- **WHAT IS REQUIRED**
Please revise all of the items, changing every "write the position of each instance" to "list the coordinates of each instance" and leaving everything else unchanged.

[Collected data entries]
- - - - -
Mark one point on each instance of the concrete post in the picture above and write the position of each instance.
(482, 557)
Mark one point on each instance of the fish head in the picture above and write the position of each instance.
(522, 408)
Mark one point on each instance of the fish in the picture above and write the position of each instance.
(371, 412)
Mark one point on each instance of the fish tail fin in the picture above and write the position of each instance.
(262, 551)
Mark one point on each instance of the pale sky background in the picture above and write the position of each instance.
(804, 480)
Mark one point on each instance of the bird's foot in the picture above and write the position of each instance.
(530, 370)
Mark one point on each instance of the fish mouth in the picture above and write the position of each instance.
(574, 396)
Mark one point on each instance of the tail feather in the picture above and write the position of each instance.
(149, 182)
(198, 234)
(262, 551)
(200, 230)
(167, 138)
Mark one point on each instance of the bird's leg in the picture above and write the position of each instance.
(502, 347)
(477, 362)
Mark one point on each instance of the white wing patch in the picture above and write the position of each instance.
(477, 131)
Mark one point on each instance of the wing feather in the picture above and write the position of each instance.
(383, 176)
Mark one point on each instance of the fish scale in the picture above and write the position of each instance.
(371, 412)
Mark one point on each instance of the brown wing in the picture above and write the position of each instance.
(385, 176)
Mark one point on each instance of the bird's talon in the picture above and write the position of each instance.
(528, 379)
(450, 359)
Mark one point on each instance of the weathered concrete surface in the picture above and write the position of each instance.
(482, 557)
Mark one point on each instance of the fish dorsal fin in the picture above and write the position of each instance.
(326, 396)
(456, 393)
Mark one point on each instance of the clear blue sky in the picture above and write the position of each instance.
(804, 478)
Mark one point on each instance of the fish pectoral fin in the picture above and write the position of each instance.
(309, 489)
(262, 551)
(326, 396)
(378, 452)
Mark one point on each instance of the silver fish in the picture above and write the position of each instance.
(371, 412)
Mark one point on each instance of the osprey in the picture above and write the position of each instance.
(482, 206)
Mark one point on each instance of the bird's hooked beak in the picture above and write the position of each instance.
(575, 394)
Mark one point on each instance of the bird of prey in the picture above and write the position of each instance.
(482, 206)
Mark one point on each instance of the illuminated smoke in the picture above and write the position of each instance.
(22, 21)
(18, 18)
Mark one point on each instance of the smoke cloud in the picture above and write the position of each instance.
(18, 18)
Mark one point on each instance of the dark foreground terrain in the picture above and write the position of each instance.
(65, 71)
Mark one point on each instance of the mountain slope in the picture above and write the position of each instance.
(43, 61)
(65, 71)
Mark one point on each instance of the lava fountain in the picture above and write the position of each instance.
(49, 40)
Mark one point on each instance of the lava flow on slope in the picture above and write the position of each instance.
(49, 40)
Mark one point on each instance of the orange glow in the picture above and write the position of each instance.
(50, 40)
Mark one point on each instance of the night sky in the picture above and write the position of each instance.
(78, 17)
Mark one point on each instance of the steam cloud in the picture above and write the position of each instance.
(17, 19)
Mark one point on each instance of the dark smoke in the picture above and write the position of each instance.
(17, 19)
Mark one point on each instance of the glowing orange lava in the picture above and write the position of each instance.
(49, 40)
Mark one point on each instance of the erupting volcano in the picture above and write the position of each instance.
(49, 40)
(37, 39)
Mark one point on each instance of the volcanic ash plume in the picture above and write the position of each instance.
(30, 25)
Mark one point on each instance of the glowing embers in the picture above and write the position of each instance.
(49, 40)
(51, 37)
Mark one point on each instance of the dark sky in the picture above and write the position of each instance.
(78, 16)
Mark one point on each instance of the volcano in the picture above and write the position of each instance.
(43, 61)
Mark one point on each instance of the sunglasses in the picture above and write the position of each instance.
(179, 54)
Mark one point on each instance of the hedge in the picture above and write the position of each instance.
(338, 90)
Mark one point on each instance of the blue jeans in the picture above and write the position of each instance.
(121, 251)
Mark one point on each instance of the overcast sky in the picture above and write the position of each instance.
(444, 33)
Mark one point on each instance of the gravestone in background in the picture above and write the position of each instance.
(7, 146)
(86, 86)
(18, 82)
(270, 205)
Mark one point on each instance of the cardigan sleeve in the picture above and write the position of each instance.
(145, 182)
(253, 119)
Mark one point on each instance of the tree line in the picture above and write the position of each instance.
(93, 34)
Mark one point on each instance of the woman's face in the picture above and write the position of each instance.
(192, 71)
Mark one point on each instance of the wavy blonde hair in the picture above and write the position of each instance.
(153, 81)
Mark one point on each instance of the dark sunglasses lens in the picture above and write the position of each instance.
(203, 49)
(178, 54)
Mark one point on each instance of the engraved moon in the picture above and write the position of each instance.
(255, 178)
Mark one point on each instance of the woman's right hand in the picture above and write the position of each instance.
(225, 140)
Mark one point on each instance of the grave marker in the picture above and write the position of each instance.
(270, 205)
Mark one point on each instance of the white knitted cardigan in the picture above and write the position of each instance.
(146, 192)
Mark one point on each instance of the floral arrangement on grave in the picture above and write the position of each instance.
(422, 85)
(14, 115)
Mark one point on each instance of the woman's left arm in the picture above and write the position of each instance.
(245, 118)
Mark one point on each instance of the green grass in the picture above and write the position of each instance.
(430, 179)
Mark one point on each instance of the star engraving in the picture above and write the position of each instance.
- - - - -
- **WRITTEN RESPONSE**
Mark one point on each instance of the concrete post in the picture above and list the coordinates of each instance.
(482, 557)
Mark one point on each instance of the fish head in the picture above and list the coordinates of each instance.
(522, 408)
Mark one point on each instance of the fish in the picture above and list the coordinates of each instance.
(371, 412)
Mark one point on each instance of the fish tail fin in the picture above and list the coordinates of each instance.
(262, 551)
Mark one point on each instance of the pale sky background in the picture above and list the coordinates of each instance.
(804, 480)
Mark one point on each instance of the bird's foot in the picture above and list the coordinates of each instance.
(530, 370)
Mark one point on each instance of the fish mouth in the picture above and list the coordinates of each instance.
(574, 396)
Mark one point on each instance of the tail feather in the picture above and list the coordinates of each instance.
(149, 182)
(198, 234)
(262, 551)
(200, 230)
(167, 138)
Mark one point on each instance of the bird's leg in the picture above and list the coordinates of each instance.
(502, 347)
(477, 362)
Mark one point on each instance of the white wing patch in the picture above and list the coordinates of each instance.
(477, 131)
Mark one point on each instance of the wing feather in the picture above and list the coordinates of each instance.
(383, 176)
Mark one point on each instance of the fish scale in the picture above and list the coordinates of each instance.
(371, 412)
Mark one point on each instance of the brown wing in the picture above and list the coordinates of each instance.
(385, 176)
Mark one point on each instance of the bird's talon in the picture above and list the coordinates of each instance.
(528, 379)
(450, 359)
Mark one point on each instance of the weathered concrete surface in the picture above and list the coordinates of each instance.
(482, 557)
Mark one point on each instance of the fish dorsal fin in the picture above and list the coordinates of each instance.
(326, 396)
(456, 393)
Mark one point on each instance of the clear blue sky in the picture above and list the coordinates of each instance.
(804, 478)
Mark one point on each instance of the fish pectoral fin in the picture above and list the coordinates of each instance.
(309, 489)
(262, 551)
(326, 396)
(378, 452)
Mark one point on each instance of the silver fish in the picture above and list the coordinates of each instance.
(371, 412)
Mark one point on each instance of the osprey in the picture above and list the coordinates of each instance.
(482, 206)
Mark one point on each instance of the bird's hooked beak in the picture above and list the coordinates of each instance.
(575, 394)
Mark one point on each instance of the bird of prey in the picture above and list the coordinates of each instance.
(482, 206)
Mark one point on each instance of the illuminated smoke in the picture above and list the coordinates of each instance.
(22, 21)
(18, 18)
Mark one point on each instance of the smoke cloud in the picture above and list the coordinates of each instance.
(18, 18)
Mark one point on each instance of the dark foreground terrain in the picture above and list the coordinates of each instance.
(65, 71)
Mark one point on each instance of the mountain slope in the picture above and list the coordinates of each instance.
(43, 61)
(65, 71)
Mark one point on each instance of the lava fountain in the picture above and list the coordinates of each instance.
(49, 40)
Mark one point on each instance of the lava flow on slope in the picture above and list the coordinates of each instance.
(49, 40)
Mark one point on each instance of the orange glow in the picture above and list the coordinates of each instance.
(50, 40)
Mark one point on each instance of the night sky in the picture above and list the coordinates of each instance.
(78, 17)
Mark one point on each instance of the steam cloud in the picture above and list the coordinates of each instance.
(17, 19)
Mark one point on each instance of the dark smoke in the picture above and list the coordinates of each instance.
(17, 19)
Mark one point on each instance of the glowing orange lava in the picture above and list the coordinates of each instance.
(49, 40)
Mark one point on each instance of the erupting volcano in the picture above and list the coordinates of each instance.
(49, 40)
(37, 39)
Mark one point on each instance of the volcanic ash plume in the picture above and list the coordinates of each instance.
(30, 25)
Mark one point on each instance of the glowing embers in the picture above and list the coordinates of each instance.
(49, 40)
(51, 37)
Mark one point on each instance of the dark sky in the picture above and list the coordinates of each instance.
(78, 16)
Mark one point on each instance of the volcano in the picture above and list the coordinates of each instance.
(43, 61)
Mark one point on each instance of the sunglasses in the picture above and list the coordinates of each instance.
(179, 54)
Mark one point on each instance of the hedge in the picture above and list the coordinates of each instance.
(338, 90)
Mark one point on each instance of the blue jeans in the picture above and list the coordinates of each instance.
(121, 251)
Mark one point on each instance of the overcast sky in the picture above and list the coordinates of each instance.
(444, 33)
Mark one point on each instance of the gravestone in background in the picture above and list the coordinates of each instance.
(7, 146)
(86, 86)
(18, 82)
(270, 205)
Mark one point on each instance of the cardigan sleeve in the picture above and list the coordinates of each instance.
(145, 182)
(253, 119)
Mark one point on each instance of the tree line in the picture above and list the coordinates of each instance.
(93, 34)
Mark one point on each instance of the woman's face in the picture above and list the coordinates of each instance.
(192, 71)
Mark one point on each instance of the wavy blonde hair in the picture above and list the coordinates of each instance.
(153, 81)
Mark one point on each instance of the dark sunglasses lens in the picture above and list the coordinates of each instance.
(203, 49)
(178, 54)
Mark one point on each instance of the engraved moon in the picture above and list the coordinates of each instance.
(255, 178)
Mark one point on each instance of the woman's right hand in the picture above and list the coordinates of each instance.
(225, 140)
Mark one point on each instance of the grave marker in the picture above and list the coordinates of each instance.
(270, 205)
Mark one point on each instance of the white knitted cardigan in the picture above and list the coordinates of each instance.
(146, 192)
Mark one point on each instance of the floral arrangement on grave in the picture above and list the coordinates of each instance.
(422, 85)
(14, 115)
Mark one point on each instance of the woman's left arm in the picture above and list the coordinates of each instance.
(245, 118)
Mark one point on each instance of the green grass in the picture above and list the coordinates of each instance.
(430, 179)
Mark one point on each instance of the star engraving in the picture above and list the coordinates of each instance.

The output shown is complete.